REQUIRED TASK
Reproduce every line of the data, requests included, from the line containing "face, with integer pixel coordinates." through the end of the data. Rescale each coordinate in the answers by multiplying it by 0.55 and rounding to a whole number, with halves rounded up.

(Object point labels)
##############################
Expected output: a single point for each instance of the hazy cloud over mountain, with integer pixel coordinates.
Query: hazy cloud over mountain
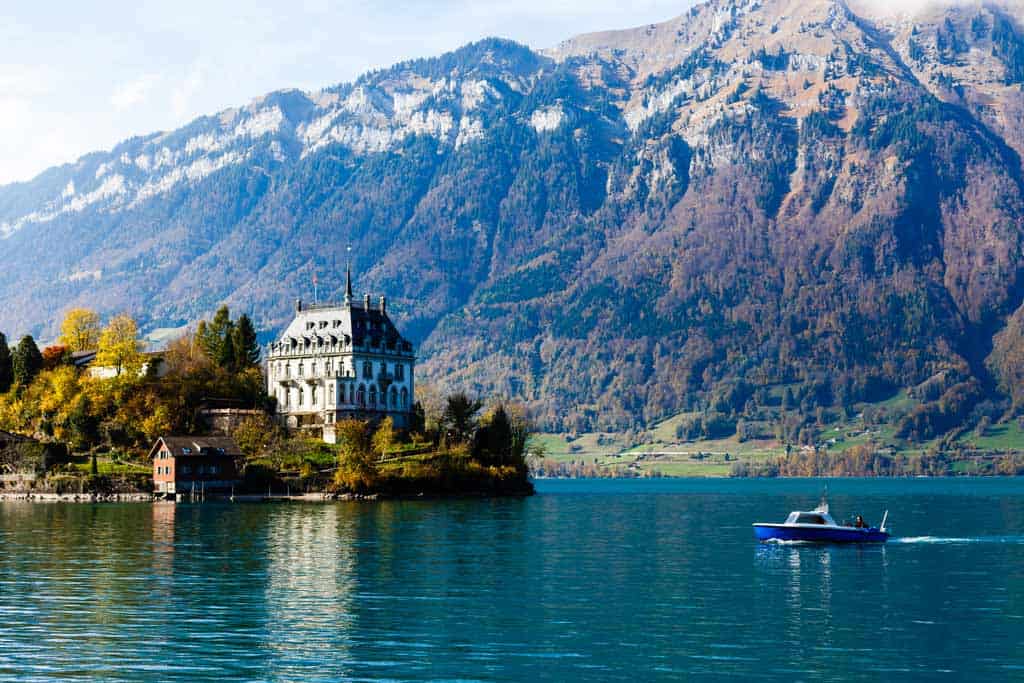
(87, 76)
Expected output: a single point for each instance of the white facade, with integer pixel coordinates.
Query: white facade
(337, 361)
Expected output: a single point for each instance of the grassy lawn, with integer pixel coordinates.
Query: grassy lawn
(107, 467)
(1007, 436)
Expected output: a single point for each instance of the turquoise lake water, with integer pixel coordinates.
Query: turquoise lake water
(587, 581)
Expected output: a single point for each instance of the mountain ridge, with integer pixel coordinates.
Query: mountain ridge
(614, 229)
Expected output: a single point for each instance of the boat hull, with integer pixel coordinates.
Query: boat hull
(819, 535)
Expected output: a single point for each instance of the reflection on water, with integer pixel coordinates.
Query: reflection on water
(309, 587)
(592, 581)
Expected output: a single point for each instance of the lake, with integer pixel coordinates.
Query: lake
(627, 580)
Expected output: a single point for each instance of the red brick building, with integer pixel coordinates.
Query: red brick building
(185, 465)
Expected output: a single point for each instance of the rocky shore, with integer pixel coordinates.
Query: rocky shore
(32, 497)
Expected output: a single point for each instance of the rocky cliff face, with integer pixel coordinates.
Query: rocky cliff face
(614, 229)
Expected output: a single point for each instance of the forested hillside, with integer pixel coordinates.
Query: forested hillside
(677, 217)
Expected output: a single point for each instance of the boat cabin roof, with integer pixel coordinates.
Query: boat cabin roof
(815, 517)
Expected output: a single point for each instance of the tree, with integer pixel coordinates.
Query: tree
(493, 441)
(384, 437)
(54, 355)
(80, 330)
(213, 336)
(356, 469)
(255, 434)
(227, 358)
(120, 347)
(246, 345)
(460, 417)
(27, 360)
(6, 366)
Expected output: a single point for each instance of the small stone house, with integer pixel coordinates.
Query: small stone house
(195, 465)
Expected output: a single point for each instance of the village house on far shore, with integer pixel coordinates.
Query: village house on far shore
(194, 466)
(337, 361)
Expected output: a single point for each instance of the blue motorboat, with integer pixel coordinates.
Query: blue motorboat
(818, 526)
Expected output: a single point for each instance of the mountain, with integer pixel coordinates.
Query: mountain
(628, 225)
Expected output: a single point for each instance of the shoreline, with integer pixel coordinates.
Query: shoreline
(250, 499)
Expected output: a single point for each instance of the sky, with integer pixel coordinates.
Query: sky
(78, 77)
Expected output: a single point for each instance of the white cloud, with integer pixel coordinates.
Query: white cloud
##############################
RESULT BELOW
Expected output: a single point for each instance of the rocky cliff face, with integer pixel coordinates.
Query: rocky cliff face
(338, 126)
Expected output: a single point for each instance of the forested hillside, with integer pixel coordinates.
Query: forested hillside
(372, 119)
Expected output: a single point for each instance of the boat cabin roof, with integer pixel coordinates.
Query: boat cabin roof
(448, 284)
Expected output: a single point for each instance of the tree, with integer pixel coordinates.
Query: tree
(271, 243)
(211, 240)
(30, 195)
(44, 182)
(117, 185)
(196, 258)
(140, 239)
(125, 197)
(66, 191)
(135, 190)
(253, 229)
(15, 198)
(3, 201)
Expected output: a single point for each instance of the small stone house, with integer pixel coordinates.
Query: small stone house
(107, 256)
Expected output: a single point for each instance of the village house on far shore, with integer pixel coordinates.
Query: village house on far shore
(107, 256)
(185, 199)
Expected output: a single point for each instance of the blue motorboat, with integer pixel coordinates.
Query: blue motorboat
(450, 289)
Expected output: a single point for each instance of the mountain, with integer pixel coordinates.
Query: mountain
(345, 124)
Expected output: a single point for each instance of the shoreline, with integer pixel coordinates.
Query: shoreline
(138, 274)
Expected output: a single point for each instance of the sky, with integer pixel coordinates.
Query: sky
(43, 42)
Expected output: a single point for each instance of the white cloud, with integer pixel coordinates.
Query: white cloud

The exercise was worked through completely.